**TEXT BLOCK:**
Vox DOT com just published an "ode" by Caroline Framke to the best 30 seconds in Clue, which of course is Madeline Kahn's rhapsody on her hatred of Yvette. "It was also the only improvised moment in the entire movie," Ms. Framke reports. It is also very nearly the only funny thing in the entire movie. Go figure.

But Ms. Framke goes on to credit "...writer Jonathan Lynn's quick wordplay and absurdist twists..."

Whut. See, I would have said "writer Jonathan Lynn's incessant clunkers and idiotically stilted non-dialog" but that's just me. Seriously, how is this exchange "comedy gold"?: "What are you afraid of, Peacock, a fate worse than death?" / "No, just death, isn't that enough?"

Because WHO F***ING TALKS LIKE THAT? Who would offer that set-up line? It's f***ing imbecilic.

**MATERIAL:**
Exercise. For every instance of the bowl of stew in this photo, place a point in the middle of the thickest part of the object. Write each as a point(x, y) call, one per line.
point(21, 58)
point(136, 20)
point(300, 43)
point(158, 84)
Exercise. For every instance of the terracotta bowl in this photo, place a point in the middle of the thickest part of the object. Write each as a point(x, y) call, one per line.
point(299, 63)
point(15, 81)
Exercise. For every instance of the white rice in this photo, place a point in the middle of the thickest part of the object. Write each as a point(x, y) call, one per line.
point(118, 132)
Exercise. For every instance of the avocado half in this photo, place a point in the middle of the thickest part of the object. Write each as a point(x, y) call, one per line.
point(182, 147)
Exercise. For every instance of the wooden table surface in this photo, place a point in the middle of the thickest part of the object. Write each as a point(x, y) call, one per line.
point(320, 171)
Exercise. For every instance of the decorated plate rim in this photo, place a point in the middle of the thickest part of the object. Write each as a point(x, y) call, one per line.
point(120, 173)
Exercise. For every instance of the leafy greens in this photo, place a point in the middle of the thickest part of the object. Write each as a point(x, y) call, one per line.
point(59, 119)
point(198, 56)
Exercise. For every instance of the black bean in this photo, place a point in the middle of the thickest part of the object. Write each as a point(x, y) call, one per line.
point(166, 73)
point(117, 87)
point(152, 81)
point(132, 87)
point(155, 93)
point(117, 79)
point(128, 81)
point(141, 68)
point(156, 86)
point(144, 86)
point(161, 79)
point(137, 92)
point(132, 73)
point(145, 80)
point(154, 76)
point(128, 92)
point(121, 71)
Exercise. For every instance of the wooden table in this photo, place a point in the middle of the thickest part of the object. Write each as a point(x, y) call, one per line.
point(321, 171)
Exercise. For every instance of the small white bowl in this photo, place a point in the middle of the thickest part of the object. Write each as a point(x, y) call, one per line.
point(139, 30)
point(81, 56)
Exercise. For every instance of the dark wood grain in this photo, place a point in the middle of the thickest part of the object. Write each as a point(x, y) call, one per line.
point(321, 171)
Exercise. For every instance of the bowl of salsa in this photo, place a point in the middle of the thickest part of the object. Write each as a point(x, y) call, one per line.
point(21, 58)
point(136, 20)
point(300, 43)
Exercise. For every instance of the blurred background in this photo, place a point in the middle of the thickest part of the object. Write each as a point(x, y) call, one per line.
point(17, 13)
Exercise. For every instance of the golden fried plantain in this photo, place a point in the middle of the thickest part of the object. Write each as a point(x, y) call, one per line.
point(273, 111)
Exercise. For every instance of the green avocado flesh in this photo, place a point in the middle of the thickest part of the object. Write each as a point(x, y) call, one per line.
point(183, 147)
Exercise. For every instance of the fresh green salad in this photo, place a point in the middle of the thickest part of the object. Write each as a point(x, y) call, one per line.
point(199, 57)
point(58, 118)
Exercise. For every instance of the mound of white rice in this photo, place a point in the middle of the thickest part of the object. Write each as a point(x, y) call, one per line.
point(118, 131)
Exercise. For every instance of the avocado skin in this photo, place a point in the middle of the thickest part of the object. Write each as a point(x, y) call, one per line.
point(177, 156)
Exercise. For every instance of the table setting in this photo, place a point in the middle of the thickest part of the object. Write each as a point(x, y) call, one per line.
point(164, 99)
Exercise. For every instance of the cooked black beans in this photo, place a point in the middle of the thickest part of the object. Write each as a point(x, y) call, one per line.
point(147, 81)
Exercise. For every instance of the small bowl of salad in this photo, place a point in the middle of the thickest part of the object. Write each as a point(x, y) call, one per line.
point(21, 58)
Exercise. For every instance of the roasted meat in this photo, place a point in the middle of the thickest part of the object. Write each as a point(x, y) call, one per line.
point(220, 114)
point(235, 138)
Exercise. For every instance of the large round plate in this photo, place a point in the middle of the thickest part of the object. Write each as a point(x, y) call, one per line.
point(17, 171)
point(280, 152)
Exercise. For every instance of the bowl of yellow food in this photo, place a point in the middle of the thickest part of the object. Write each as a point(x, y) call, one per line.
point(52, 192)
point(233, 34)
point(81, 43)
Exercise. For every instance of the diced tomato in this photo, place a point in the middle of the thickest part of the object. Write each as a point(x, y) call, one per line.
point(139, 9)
...
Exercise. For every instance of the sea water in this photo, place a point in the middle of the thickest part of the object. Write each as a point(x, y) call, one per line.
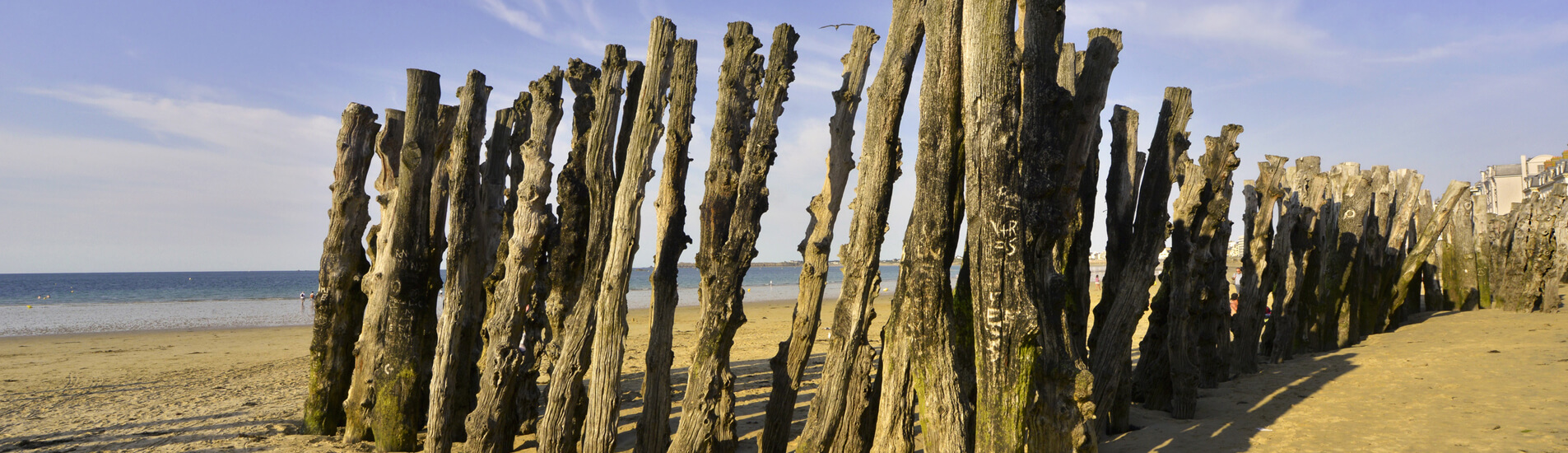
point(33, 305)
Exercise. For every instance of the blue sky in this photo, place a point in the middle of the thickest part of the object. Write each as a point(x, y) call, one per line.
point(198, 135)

**WHAT TO WORK ON:**
1. In the post about Clue, which moment in the movie is described as the only improvised one?
2. Repeat part of the post about Clue word for word. Begin at the words "Whut. See, I" and stop after "It's f***ing imbecilic.".

**EXERCISE ANSWERS:**
1. Madeline Kahn's rhapsody on her hatred of Yvette.

2.
Whut. See, I would have said "writer Jonathan Lynn's incessant clunkers and idiotically stilted non-dialog" but that's just me. Seriously, how is this exchange "comedy gold"?: "What are you afraid of, Peacock, a fate worse than death?" / "No, just death, isn't that enough?"

Because WHO F***ING TALKS LIKE THAT? Who would offer that set-up line? It's f***ing imbecilic.